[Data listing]
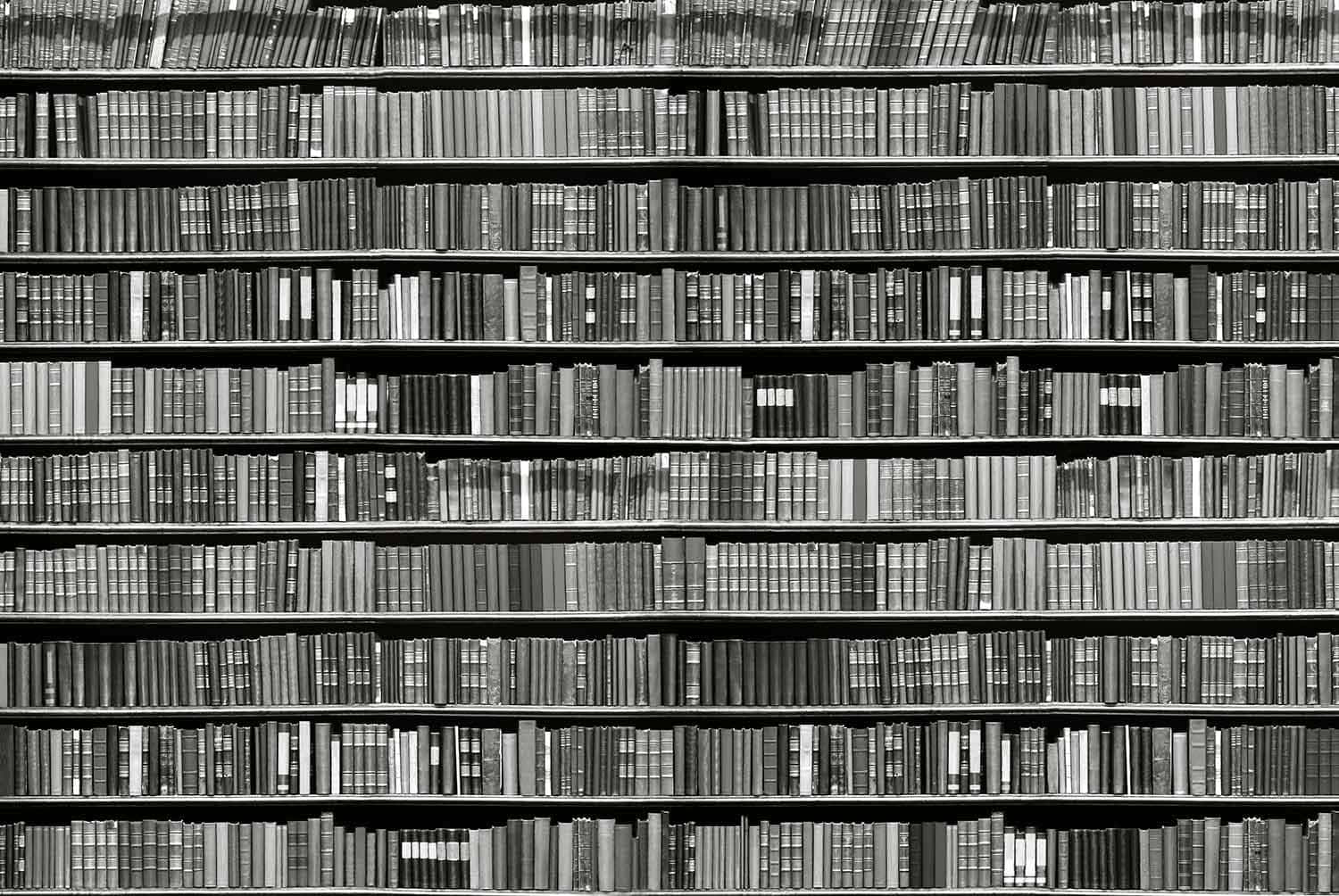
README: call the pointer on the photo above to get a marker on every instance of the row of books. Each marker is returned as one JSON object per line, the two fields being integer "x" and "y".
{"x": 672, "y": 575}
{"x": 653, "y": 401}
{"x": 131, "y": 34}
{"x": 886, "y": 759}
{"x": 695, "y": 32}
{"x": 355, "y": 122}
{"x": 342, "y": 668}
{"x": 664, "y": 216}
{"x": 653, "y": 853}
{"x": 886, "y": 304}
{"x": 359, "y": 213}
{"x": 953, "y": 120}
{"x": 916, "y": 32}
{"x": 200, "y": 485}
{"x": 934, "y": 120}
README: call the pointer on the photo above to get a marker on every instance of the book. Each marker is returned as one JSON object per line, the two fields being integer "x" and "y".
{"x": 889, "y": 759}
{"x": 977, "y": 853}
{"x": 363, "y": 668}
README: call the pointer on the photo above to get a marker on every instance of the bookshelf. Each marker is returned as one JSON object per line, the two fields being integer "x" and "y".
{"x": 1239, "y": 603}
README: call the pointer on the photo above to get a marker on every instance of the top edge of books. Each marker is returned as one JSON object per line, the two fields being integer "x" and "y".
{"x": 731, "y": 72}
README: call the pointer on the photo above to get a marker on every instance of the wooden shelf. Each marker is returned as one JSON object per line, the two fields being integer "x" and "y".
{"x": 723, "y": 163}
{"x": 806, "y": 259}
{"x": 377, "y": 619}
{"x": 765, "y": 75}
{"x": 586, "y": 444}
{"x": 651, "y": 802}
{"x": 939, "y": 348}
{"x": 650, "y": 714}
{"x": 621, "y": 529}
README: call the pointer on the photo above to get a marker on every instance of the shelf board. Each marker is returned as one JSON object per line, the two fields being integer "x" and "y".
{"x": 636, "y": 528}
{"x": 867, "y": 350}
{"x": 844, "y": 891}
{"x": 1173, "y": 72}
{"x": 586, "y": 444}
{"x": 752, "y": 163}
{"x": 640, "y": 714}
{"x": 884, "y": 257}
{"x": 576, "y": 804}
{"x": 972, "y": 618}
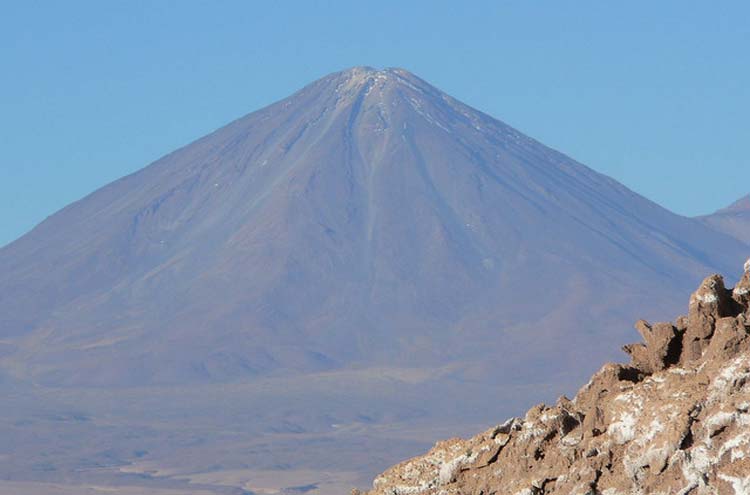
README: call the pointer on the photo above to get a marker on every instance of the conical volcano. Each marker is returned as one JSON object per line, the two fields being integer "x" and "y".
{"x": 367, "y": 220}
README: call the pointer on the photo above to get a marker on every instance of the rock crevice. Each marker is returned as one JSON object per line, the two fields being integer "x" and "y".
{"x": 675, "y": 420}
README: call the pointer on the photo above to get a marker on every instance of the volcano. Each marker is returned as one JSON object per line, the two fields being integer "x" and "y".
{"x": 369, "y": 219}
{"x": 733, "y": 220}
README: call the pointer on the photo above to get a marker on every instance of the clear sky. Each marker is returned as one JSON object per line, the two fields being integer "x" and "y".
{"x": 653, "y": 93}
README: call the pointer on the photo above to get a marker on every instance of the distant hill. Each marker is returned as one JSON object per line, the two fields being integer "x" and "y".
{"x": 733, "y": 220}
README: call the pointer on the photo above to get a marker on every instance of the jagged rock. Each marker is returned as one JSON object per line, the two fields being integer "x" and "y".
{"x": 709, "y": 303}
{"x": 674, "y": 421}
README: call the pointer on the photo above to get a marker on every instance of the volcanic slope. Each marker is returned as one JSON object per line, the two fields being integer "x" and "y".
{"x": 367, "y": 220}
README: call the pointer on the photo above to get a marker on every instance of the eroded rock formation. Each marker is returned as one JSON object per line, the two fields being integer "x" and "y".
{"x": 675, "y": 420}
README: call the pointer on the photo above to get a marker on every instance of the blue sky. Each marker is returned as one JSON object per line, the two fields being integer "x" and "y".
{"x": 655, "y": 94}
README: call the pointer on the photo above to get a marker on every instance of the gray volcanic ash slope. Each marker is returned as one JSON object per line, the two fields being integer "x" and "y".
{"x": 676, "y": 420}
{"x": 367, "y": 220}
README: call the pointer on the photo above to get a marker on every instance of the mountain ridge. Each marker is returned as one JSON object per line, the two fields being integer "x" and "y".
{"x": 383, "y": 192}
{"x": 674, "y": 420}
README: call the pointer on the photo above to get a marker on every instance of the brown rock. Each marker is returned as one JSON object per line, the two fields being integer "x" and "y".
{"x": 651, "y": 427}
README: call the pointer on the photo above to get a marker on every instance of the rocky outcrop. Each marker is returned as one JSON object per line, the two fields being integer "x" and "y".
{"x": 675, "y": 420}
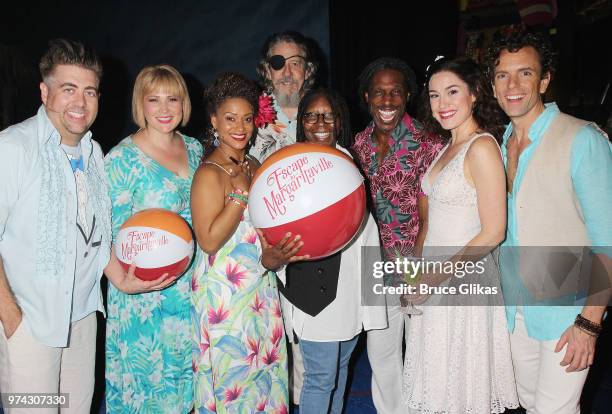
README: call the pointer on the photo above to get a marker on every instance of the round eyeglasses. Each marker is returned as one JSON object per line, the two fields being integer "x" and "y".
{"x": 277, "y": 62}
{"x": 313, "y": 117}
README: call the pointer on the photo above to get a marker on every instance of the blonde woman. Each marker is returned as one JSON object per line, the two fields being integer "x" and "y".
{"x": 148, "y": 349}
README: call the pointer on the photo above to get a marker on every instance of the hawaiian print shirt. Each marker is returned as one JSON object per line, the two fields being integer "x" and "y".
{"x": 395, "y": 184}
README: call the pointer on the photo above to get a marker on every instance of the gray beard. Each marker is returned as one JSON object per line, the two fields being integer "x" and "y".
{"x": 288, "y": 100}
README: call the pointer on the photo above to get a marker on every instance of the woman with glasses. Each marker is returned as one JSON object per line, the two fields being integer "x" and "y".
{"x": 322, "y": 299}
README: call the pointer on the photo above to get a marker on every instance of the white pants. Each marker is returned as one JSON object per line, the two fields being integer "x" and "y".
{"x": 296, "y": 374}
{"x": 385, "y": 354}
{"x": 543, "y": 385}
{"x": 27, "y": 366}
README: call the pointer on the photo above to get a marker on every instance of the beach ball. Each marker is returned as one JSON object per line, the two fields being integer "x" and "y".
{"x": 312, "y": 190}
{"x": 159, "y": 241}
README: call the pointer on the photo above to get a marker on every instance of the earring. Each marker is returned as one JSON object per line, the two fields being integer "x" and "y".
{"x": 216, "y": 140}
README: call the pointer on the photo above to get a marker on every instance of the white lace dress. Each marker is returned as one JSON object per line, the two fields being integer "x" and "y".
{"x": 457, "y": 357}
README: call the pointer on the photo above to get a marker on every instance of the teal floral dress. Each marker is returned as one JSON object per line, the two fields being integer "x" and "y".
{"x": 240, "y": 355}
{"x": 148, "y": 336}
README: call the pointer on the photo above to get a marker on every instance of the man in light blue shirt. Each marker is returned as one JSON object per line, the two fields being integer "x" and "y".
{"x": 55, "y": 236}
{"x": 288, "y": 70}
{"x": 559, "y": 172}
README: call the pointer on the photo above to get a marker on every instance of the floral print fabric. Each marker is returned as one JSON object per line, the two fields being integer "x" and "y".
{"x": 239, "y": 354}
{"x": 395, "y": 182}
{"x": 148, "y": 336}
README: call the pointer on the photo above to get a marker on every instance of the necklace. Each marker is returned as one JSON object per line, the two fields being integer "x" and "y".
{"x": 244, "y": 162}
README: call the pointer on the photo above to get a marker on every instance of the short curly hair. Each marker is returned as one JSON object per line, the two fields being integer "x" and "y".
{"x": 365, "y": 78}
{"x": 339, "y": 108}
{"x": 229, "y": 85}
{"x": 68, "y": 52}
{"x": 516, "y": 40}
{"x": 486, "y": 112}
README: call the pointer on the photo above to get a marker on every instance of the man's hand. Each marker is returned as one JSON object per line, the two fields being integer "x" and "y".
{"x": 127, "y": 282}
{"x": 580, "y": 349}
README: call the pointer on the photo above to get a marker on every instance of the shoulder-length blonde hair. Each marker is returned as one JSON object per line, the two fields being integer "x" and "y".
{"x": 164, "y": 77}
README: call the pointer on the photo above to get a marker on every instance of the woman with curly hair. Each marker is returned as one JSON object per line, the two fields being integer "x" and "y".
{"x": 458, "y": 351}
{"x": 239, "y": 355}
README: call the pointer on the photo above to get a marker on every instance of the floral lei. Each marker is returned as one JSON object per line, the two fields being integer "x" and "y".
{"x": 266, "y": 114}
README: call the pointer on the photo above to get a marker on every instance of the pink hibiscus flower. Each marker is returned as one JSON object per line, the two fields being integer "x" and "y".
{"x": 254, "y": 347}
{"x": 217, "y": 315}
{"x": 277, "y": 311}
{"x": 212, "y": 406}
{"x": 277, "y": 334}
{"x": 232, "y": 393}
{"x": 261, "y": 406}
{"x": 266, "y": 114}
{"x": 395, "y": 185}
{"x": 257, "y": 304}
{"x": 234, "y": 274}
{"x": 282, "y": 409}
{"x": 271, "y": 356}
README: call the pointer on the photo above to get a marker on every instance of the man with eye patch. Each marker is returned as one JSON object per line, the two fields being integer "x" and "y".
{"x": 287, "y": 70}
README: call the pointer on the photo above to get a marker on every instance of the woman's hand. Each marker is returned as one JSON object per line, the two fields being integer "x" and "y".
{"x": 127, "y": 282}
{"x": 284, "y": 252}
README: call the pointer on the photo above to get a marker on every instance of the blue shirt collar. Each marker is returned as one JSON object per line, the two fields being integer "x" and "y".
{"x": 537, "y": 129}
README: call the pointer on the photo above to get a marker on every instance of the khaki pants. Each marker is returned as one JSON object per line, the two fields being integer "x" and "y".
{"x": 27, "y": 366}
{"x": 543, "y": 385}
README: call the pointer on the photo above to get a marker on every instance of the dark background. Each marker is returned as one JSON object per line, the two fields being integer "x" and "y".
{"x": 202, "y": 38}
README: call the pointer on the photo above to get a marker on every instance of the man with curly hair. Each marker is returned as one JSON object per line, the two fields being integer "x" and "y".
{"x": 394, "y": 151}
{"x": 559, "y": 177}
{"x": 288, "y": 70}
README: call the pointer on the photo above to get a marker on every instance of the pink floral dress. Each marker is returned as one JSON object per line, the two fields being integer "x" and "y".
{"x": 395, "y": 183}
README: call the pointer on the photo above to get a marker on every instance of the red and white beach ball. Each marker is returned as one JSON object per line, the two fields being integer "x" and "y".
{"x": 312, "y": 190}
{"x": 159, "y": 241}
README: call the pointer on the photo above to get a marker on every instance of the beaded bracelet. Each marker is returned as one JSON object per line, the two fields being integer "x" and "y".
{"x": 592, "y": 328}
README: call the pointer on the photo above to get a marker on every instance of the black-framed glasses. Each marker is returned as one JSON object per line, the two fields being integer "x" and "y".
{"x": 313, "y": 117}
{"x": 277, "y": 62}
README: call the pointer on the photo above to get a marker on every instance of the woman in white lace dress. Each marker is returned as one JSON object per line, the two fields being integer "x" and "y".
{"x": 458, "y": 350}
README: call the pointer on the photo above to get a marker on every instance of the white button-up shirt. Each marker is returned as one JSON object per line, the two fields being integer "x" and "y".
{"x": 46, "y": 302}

**Work to be completed**
Repeat exactly the lines from the one containing "of the black-framed" through the last line of the records above, both included, and nothing else.

**Written response**
README: call the pointer on the photo above to get a marker on every instance of the black-framed glasses. Each marker is returned as one JSON object per line, the two fields being integer "x" and "y".
{"x": 313, "y": 117}
{"x": 277, "y": 62}
README: call the pointer on the photo above to get a marker on every instance of the woman in white lace dress. Each marker is returned as one JSON object per line, the two fields being integer "x" and "y".
{"x": 458, "y": 350}
README: call the pointer on the photo above to get a marker on every instance of the white button-up shirt. Each marker is returned as one JSON object per line, the two fields being integer "x" and "y".
{"x": 46, "y": 302}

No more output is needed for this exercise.